TASK STATEMENT: Starting at the beginning of the entries and ending at the line that contains "x=109 y=199", write every line again, requests included, with each answer coordinate multiplied by 2.3 and rounded to a whole number, halves rounded up. Leave the coordinates in the requests and their format samples unchanged, and omit the pictures.

-- -- --

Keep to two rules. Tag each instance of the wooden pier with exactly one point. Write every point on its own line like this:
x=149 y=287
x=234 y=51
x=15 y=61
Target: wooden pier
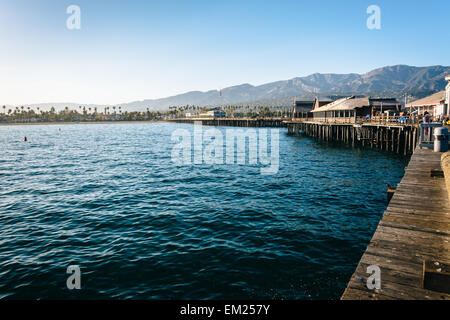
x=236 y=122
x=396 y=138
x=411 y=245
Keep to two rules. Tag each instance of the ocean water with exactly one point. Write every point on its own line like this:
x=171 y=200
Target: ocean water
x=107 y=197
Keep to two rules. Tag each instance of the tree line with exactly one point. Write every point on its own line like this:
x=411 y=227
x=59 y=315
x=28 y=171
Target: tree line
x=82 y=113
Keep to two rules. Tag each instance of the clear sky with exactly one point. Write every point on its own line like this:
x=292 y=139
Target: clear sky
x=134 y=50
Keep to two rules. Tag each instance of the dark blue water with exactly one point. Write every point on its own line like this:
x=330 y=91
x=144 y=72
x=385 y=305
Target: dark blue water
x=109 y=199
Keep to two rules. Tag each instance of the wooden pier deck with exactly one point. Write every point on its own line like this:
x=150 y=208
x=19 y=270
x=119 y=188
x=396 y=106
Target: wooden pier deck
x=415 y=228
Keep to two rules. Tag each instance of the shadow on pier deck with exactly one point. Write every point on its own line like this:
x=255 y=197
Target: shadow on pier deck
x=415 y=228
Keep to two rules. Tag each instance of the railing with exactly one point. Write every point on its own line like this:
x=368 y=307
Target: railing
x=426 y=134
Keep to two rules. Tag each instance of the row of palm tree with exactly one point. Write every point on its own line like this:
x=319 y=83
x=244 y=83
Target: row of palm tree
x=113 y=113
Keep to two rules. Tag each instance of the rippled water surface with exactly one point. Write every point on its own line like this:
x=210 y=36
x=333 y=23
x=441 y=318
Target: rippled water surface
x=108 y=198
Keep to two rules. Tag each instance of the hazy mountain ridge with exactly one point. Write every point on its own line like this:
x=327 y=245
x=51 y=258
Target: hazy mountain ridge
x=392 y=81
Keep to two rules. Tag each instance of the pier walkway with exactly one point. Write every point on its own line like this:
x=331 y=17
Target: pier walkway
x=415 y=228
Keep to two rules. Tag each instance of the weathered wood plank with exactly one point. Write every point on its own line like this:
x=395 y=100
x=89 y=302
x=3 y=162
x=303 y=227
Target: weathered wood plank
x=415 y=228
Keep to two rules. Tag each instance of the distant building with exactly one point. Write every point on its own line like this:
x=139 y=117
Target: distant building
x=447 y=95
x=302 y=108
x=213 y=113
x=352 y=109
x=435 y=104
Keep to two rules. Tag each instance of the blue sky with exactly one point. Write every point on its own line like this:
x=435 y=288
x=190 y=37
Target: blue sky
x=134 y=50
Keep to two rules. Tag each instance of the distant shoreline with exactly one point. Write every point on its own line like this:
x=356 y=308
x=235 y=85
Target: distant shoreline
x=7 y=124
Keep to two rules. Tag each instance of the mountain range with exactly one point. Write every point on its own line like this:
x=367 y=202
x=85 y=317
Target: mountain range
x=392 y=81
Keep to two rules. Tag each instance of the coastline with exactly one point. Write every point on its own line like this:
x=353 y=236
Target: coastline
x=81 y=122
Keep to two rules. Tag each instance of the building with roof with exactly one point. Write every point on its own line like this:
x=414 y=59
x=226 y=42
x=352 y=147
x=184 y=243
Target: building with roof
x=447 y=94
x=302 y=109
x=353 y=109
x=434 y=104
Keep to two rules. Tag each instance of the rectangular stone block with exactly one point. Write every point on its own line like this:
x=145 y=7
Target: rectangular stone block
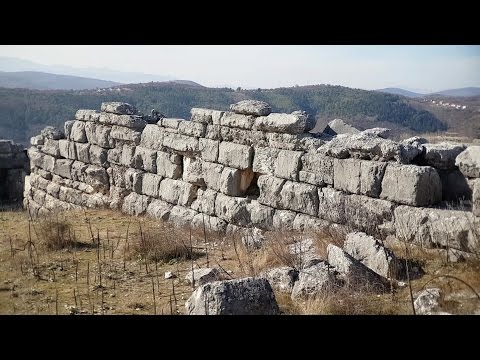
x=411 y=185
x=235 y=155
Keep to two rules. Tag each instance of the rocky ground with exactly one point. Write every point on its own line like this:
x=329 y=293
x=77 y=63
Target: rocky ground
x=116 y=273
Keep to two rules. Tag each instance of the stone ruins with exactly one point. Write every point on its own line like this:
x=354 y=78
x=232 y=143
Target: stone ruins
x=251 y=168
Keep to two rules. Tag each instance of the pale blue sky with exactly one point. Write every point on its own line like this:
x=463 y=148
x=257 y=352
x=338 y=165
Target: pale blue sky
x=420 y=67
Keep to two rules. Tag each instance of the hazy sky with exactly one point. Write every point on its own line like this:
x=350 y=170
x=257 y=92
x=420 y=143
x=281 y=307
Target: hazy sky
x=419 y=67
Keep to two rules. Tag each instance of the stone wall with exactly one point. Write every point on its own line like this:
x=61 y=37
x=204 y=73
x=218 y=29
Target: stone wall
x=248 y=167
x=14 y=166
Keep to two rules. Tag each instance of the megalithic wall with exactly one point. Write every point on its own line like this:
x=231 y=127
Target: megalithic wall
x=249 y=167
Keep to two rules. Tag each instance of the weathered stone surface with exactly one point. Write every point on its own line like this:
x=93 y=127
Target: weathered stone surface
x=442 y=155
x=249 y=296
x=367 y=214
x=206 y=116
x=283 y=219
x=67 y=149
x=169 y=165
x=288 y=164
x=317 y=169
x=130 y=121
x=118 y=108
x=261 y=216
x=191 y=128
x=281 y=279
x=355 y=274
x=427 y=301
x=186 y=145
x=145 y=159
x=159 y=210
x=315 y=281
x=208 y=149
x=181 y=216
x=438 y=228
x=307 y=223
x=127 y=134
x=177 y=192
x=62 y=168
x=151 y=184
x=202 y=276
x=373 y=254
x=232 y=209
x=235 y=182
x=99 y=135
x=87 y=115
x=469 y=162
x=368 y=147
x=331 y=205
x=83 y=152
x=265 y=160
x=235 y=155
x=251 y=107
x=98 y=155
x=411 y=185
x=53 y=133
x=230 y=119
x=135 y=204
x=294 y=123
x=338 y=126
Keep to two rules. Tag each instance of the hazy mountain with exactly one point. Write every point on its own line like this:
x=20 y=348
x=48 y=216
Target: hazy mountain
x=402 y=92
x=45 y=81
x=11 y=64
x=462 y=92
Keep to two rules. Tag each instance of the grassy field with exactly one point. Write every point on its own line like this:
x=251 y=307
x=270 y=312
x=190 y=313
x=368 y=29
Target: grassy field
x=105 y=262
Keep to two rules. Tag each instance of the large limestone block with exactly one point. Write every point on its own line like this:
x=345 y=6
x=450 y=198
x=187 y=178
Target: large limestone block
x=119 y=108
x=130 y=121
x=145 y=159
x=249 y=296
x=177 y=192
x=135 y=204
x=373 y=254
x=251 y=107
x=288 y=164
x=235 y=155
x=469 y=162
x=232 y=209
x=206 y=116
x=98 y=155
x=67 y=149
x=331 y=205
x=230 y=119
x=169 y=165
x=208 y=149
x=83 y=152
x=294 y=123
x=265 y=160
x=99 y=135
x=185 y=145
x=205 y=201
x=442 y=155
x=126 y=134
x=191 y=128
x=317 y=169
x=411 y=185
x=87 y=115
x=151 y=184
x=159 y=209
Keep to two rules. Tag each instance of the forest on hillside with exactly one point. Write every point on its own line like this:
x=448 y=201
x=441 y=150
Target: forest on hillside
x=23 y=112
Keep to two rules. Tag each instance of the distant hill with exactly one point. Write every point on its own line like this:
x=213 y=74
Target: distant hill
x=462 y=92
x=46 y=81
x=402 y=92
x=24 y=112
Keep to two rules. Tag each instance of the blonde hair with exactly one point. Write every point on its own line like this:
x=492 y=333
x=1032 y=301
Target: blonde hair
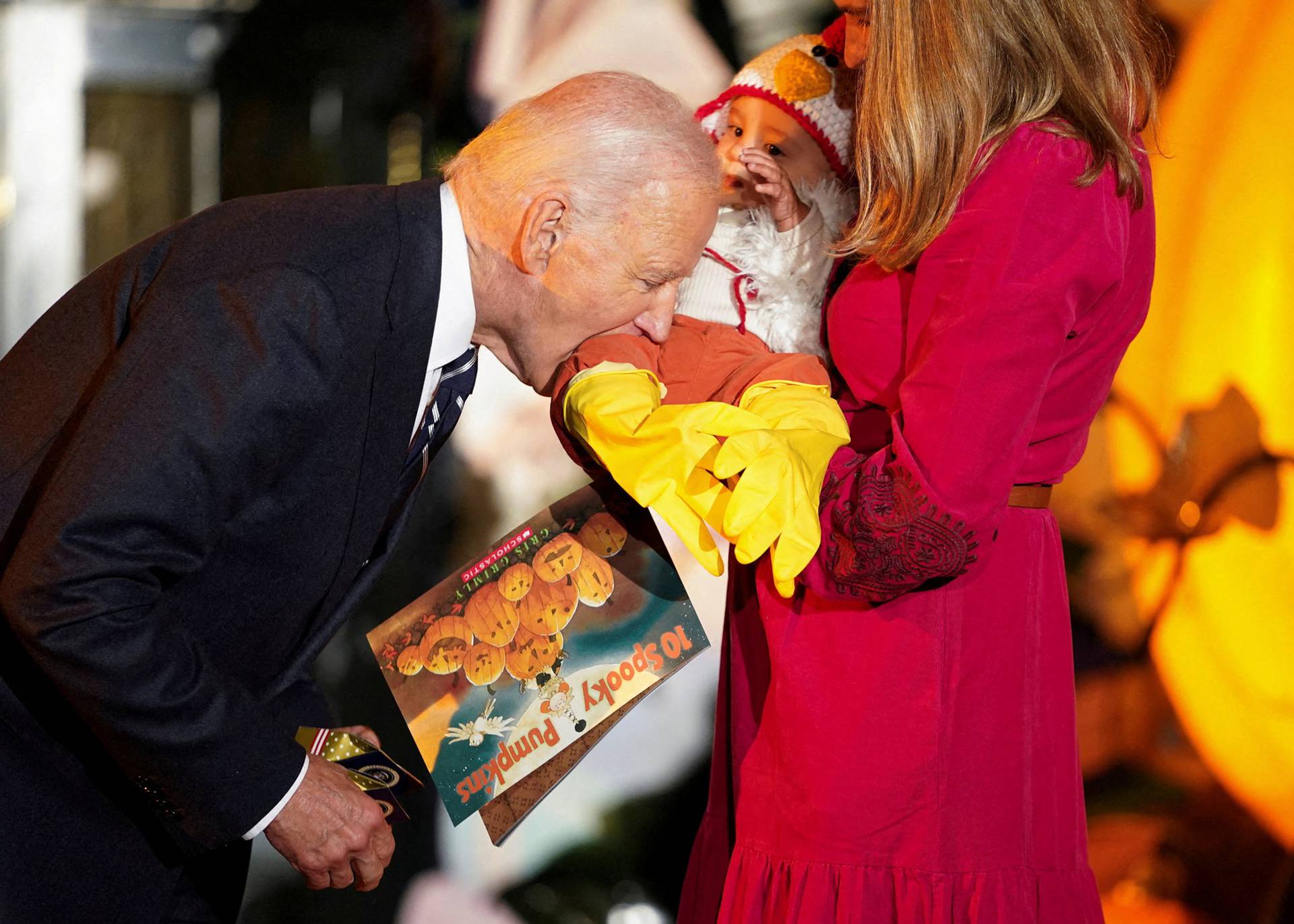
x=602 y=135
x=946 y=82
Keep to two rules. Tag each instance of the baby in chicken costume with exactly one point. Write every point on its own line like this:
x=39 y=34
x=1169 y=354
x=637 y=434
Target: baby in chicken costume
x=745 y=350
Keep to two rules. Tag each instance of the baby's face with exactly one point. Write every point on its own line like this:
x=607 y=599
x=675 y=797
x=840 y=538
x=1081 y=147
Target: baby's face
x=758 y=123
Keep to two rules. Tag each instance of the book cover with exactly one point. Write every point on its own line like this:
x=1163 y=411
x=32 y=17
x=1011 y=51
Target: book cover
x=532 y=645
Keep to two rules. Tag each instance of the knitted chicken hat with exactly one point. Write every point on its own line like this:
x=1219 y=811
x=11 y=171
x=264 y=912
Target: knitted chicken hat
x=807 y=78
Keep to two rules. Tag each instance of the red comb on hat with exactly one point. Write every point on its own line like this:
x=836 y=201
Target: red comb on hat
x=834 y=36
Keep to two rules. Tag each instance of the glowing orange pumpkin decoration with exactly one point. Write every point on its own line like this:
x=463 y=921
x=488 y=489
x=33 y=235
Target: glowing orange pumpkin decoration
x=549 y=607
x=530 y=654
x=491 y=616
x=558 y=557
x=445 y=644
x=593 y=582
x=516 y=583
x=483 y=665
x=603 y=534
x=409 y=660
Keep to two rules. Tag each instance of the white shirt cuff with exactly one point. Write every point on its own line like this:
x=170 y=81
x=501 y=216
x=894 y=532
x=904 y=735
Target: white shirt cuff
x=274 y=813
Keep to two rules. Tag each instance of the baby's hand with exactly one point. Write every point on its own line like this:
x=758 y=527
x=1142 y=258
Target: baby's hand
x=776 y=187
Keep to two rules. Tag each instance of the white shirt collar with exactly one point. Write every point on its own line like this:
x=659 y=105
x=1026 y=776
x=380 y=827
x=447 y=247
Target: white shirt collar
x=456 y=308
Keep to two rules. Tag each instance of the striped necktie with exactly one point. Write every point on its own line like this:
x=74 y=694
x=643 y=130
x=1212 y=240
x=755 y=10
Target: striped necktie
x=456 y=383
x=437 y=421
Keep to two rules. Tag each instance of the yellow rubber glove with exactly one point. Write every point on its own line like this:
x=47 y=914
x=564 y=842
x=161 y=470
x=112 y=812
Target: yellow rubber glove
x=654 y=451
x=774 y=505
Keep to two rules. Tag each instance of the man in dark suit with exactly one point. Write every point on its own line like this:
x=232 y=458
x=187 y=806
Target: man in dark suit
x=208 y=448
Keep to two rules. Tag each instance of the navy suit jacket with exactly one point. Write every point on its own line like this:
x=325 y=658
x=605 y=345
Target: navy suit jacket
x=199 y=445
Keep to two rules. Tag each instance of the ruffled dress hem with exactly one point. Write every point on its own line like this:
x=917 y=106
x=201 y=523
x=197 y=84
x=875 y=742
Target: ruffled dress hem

-- -- --

WORKED ANSWER:
Keep to two rules. Tag each instance of the wooden pier with exactly one point. Write every point on its own line like this:
x=149 y=287
x=234 y=51
x=15 y=61
Target: wooden pier
x=543 y=281
x=911 y=317
x=945 y=564
Keep to two rules. Tag each instance of the ocean water with exactly one point. Write every point on its own line like this:
x=171 y=200
Target: ocean water
x=246 y=453
Keep to two rules. Tag each instance of the tree line with exactly one point. Write every point on its own line like this:
x=411 y=227
x=59 y=315
x=28 y=171
Target: tree line
x=189 y=260
Keep to two rules. Tag each instance of the clear sky with exactly one point. Write every point on its own line like this:
x=292 y=139
Target: clear sky
x=308 y=115
Keep to two rules. Tag each instance of the dark blue water with exactly one point. Write every point on its own line like this:
x=330 y=91
x=144 y=72
x=385 y=305
Target: dark blue water
x=251 y=458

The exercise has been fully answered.